— Given exercise —
Output the data exactly, with every line intact.

Rows from a dataset:

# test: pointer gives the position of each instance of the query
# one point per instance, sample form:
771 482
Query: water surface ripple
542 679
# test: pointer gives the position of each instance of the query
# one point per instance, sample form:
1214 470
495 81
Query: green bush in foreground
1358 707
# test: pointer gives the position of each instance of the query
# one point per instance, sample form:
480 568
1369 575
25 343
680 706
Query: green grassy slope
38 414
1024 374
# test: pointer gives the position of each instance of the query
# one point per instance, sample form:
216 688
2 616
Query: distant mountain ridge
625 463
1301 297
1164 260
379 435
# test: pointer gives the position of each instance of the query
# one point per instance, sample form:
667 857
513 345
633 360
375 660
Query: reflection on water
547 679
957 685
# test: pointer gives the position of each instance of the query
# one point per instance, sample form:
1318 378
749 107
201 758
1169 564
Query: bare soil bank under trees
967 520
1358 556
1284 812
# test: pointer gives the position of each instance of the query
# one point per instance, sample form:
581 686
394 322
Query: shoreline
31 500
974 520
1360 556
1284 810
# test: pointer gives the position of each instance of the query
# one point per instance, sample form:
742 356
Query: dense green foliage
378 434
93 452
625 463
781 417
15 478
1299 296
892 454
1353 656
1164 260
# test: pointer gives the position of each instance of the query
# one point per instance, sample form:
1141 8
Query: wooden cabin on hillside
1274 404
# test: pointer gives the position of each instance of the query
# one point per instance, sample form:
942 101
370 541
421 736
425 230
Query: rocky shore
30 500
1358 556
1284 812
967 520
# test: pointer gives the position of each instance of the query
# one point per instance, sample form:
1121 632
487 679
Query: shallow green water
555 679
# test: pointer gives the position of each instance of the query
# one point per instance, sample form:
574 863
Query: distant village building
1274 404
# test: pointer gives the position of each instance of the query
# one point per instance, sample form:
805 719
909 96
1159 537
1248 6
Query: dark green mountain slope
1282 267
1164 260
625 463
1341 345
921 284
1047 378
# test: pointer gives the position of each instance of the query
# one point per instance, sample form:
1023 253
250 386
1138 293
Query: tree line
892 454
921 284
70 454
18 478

— Answer below —
# test: pointer gives the position of each instance of the query
# one point per instance, sample form:
771 482
Query: water surface ripple
542 679
# test: pointer gives the position of each instance of the query
# one point per instance, sample form:
1214 470
495 81
Query: green bush in foreground
1358 707
# test: pointer gives the position of each instance of the query
# one point per instance, sample form:
480 568
1369 575
25 343
680 706
Query: green grassy slope
38 414
1024 374
# test: pointer gives the position of each instance of the query
# one point per instance, sample form:
216 688
2 616
Query: distant mountain ridge
625 463
1301 297
1164 260
379 435
# test: pointer gives the position of each instance of the query
# one point per instance, sample form:
667 857
513 345
633 360
375 660
Query: reflection on water
547 679
957 685
# test: pointer gives the position of each instance of the query
# one point per instance, sample form:
1318 378
749 107
201 758
1169 564
Query: bare soil bank under trees
967 520
1358 556
1284 812
# test: pointer gives the position of each instance of the query
# one point per instance, sample form:
581 686
394 322
Query: shoreline
31 500
974 520
1360 556
1284 810
# test: pointer gives the position of each instance of the query
# one point per instance, sample form:
742 356
Query: dense green foliage
378 434
93 452
625 463
781 417
15 478
1299 296
892 454
1353 656
1164 260
# test: pointer gives the position of each instance of the query
# one point per instance, sample form:
1141 8
Query: wooden cabin on hillside
1274 404
# test: pointer gives the position of each instance of the query
# one point per instance, sample form:
942 101
370 541
421 736
425 230
Query: rocky shore
30 500
1358 556
1284 812
967 520
# test: pointer gives the position of each instance of the query
# one point per instance, sample form:
1121 632
487 679
Query: shallow green water
555 679
# test: pointer gives the position of each instance of the query
# one point per instance, sample form:
574 863
Query: distant village building
1274 404
# test: pointer gives the position of each instance of the query
# one point per instance, sample form:
805 719
909 96
1159 537
1248 6
Query: dark green mountain slope
1282 267
1164 260
625 463
1341 345
921 284
1047 378
# test: pointer gives the position of each instance of the query
# one point per instance, sample form:
1023 253
250 386
1138 293
Query: tree line
892 454
921 284
70 454
18 478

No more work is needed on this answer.